Directions for this task
Recast all of the records below as a numbered list, with no blank lines and no pictures.

Provided data
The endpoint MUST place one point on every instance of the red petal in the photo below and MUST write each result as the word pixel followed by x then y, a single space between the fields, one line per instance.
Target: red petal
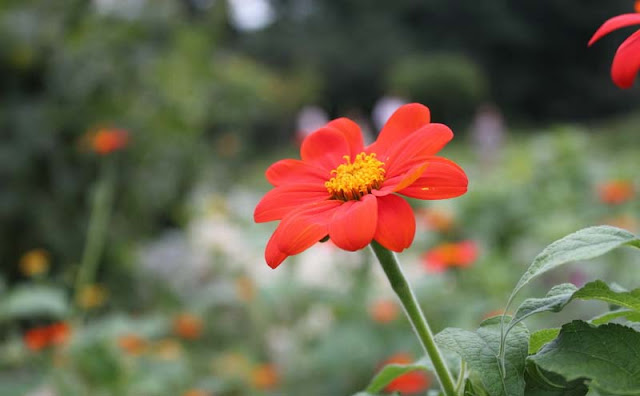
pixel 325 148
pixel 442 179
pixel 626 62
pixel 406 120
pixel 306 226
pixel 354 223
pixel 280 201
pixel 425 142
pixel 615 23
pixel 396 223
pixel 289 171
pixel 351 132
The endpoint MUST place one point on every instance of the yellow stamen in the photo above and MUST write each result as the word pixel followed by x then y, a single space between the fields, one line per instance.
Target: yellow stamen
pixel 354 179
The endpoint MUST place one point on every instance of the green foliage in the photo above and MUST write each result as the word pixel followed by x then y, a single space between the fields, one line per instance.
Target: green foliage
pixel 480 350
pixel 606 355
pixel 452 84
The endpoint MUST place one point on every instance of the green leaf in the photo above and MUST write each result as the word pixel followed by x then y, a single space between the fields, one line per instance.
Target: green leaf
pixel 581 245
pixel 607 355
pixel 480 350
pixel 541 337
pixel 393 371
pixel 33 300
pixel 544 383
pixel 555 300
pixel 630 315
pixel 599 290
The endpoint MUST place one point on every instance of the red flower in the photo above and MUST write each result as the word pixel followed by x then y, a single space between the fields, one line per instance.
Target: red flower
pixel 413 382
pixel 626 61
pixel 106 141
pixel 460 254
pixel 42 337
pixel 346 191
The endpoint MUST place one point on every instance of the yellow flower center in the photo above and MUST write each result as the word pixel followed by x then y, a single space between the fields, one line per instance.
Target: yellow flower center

Response
1. The endpoint MUST place one point on every instance of the red petal in the photo below and MUST write each result as the word pixel followed by x then y, a single space between the fields, one line per instance.
2. Target: red petal
3. pixel 325 148
4. pixel 442 179
5. pixel 626 62
6. pixel 406 120
7. pixel 306 226
8. pixel 354 223
9. pixel 280 201
10. pixel 425 142
11. pixel 615 23
12. pixel 396 223
13. pixel 289 171
14. pixel 351 132
15. The endpoint MUST place one point on every instance of the yellow stamen in the photo above and MUST write each result as the word pixel followed by x then y, a single space between the fields, one line per instance.
16. Target: yellow stamen
17. pixel 354 179
18. The endpoint MUST place one point on every instance of the green foliage in the photo above and MUST write each result as the word pixel followed by x then y, a single space between the fields, one line per instance.
19. Target: green foliage
20. pixel 480 350
21. pixel 606 355
22. pixel 452 84
23. The endpoint MUST place one point on every instance of the green leaf in the photo above and MUST write each result as the word pixel followed by x then y, a single space between the fields, one line per instance.
24. Target: green leaf
25. pixel 581 245
26. pixel 607 355
27. pixel 480 350
28. pixel 541 337
29. pixel 393 371
30. pixel 33 300
31. pixel 544 383
32. pixel 555 300
33. pixel 630 315
34. pixel 599 290
35. The endpoint MUST place one point on every instance of the red flower in the photo above and MUST write each result as the word pixel followed by x then y, a single space between the fields, one line per instance.
36. Target: red flower
37. pixel 413 382
38. pixel 626 61
39. pixel 106 141
40. pixel 460 254
41. pixel 42 337
42. pixel 346 191
43. The endpoint MUST place one point on every instance of the yellow flower center in the photo above and MUST write each result as the word pixel followed by x then y, a single space between the fields, one line per instance.
44. Target: yellow flower center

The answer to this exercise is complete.